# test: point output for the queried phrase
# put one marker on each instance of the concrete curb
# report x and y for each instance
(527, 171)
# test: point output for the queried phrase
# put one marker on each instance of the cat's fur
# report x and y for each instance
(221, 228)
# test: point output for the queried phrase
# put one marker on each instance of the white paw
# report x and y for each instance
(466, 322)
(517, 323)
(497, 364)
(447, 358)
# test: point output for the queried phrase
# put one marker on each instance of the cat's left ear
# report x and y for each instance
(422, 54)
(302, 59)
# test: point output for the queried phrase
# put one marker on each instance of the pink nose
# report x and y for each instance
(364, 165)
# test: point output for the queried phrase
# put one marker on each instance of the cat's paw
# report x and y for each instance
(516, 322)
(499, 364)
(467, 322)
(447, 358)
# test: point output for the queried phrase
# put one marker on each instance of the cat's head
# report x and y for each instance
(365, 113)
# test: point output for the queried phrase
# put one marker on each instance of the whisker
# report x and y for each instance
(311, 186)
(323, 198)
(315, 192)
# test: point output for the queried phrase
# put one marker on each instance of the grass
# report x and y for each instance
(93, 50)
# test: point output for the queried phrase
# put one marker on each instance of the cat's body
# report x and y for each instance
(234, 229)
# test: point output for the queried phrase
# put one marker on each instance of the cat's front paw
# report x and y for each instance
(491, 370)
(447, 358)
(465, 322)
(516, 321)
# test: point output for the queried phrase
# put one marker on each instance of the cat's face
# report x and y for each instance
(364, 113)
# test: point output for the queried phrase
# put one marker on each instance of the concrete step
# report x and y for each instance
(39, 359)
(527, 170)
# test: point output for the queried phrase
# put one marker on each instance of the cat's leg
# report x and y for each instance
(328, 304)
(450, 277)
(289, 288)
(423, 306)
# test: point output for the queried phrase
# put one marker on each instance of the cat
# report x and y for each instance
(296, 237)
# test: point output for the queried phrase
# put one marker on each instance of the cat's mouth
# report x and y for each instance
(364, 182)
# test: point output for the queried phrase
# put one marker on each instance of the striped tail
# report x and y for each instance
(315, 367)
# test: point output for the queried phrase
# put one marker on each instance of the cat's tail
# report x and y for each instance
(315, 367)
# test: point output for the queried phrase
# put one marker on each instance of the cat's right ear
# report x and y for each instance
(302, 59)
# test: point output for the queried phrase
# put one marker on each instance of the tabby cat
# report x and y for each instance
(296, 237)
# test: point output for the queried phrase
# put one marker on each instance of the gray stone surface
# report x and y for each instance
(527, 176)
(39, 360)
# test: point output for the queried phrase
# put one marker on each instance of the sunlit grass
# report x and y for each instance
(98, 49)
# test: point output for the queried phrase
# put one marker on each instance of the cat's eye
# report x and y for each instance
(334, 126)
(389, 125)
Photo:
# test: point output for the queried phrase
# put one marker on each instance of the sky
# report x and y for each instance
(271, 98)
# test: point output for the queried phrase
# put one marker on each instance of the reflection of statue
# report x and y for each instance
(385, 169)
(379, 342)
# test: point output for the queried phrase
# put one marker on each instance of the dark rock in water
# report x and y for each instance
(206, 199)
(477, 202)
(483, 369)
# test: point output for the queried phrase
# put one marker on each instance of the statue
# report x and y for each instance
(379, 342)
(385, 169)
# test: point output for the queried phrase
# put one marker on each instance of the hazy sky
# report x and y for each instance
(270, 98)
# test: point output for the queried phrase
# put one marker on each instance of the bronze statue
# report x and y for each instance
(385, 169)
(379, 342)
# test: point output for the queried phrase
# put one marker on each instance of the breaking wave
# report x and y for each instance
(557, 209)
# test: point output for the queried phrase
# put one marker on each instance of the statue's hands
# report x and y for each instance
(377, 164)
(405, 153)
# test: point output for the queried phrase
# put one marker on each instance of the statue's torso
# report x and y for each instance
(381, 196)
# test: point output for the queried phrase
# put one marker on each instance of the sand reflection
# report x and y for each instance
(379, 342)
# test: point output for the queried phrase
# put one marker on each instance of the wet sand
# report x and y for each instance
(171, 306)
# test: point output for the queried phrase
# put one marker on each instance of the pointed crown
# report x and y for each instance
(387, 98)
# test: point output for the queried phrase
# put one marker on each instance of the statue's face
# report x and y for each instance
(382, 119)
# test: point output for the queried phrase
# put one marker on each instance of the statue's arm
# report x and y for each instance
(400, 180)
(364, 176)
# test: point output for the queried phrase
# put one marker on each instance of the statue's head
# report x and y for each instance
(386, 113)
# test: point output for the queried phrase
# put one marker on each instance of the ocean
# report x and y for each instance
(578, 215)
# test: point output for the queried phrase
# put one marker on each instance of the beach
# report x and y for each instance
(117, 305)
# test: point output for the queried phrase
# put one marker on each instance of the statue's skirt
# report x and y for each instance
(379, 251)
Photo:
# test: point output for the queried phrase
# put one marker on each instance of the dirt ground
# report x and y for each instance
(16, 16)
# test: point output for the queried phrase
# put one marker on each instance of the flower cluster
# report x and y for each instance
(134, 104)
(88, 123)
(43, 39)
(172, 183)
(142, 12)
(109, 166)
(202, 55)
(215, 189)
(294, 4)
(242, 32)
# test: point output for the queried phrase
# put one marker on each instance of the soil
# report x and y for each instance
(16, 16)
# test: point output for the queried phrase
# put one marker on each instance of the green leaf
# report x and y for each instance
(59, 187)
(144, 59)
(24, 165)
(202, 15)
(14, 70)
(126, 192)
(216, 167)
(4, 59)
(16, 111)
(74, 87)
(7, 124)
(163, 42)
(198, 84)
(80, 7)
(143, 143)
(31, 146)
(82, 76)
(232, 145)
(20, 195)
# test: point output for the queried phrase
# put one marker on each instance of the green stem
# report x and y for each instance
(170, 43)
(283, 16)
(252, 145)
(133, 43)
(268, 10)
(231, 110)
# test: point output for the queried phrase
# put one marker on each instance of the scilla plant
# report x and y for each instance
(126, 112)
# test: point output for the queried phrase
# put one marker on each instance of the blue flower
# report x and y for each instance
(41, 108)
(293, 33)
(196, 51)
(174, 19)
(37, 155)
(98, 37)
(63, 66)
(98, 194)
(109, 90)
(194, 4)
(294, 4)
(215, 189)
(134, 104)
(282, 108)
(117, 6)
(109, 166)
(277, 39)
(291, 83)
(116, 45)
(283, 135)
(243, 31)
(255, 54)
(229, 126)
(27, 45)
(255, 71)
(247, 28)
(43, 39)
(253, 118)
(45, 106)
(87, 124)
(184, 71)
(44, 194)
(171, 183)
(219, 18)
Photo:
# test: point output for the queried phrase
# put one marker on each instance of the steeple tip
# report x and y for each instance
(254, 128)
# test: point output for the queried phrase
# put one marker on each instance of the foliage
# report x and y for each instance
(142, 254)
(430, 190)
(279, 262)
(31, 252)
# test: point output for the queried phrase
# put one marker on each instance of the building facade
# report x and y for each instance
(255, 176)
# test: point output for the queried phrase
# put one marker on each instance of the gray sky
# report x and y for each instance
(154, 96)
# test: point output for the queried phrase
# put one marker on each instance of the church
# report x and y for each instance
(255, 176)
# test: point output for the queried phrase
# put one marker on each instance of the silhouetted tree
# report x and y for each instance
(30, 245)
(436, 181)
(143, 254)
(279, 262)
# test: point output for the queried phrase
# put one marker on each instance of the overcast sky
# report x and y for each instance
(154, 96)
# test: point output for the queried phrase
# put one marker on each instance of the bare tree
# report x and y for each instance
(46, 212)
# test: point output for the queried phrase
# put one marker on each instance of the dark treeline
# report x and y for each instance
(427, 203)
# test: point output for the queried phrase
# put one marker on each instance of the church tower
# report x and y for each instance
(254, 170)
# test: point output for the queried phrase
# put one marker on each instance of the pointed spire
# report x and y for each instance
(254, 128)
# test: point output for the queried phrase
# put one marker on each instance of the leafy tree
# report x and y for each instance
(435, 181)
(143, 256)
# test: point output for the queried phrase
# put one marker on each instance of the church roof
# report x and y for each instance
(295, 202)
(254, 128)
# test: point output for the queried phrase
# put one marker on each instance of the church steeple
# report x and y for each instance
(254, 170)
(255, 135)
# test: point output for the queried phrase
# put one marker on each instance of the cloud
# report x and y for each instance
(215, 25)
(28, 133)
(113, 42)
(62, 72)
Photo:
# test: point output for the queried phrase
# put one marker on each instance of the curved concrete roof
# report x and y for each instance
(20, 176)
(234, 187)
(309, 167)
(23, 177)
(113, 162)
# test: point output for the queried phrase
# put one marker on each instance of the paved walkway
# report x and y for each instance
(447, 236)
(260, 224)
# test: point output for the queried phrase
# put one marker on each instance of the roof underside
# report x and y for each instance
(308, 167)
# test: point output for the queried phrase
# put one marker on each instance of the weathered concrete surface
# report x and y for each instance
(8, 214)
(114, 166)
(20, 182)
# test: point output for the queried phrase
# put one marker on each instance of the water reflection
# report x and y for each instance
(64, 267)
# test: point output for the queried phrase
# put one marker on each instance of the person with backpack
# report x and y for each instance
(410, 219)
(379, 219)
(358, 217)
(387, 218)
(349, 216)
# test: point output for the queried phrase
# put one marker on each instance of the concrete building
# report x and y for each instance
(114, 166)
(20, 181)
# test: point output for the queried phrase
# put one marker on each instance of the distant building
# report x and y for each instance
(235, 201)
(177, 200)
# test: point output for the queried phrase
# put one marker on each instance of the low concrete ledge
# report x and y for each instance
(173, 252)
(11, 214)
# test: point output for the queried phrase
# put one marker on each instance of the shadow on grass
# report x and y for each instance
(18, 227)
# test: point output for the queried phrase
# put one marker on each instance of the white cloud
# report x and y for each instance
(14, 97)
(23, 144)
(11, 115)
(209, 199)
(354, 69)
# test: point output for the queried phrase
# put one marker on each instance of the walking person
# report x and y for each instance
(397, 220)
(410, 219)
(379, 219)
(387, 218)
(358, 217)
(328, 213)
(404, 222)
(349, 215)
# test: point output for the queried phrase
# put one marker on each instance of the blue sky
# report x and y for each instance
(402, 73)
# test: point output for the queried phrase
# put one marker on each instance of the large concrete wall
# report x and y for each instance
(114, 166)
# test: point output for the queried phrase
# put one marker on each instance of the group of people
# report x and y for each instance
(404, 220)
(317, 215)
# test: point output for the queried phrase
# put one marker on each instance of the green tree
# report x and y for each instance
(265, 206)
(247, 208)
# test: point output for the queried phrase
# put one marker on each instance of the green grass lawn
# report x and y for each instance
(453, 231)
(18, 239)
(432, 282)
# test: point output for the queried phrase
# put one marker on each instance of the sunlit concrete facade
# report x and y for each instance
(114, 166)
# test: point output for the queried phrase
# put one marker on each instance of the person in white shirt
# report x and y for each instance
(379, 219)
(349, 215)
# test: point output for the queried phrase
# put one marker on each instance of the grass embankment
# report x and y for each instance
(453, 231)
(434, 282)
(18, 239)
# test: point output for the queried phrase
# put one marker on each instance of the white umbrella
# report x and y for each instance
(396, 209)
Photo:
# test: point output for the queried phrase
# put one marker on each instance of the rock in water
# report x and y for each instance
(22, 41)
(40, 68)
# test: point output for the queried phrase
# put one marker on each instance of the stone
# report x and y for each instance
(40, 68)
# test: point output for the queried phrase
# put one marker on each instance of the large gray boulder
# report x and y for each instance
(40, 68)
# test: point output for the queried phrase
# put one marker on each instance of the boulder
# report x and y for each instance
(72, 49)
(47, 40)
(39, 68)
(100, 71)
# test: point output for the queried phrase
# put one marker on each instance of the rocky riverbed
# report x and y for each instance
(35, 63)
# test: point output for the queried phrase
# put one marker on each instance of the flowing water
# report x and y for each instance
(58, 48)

• What the task requires
Select each line of the records that contains the string "dark". Matches must agree in case.

• Response for this exercise
# put one marker on each instance of the dark rock in water
# put one marker on each instance of the dark treeline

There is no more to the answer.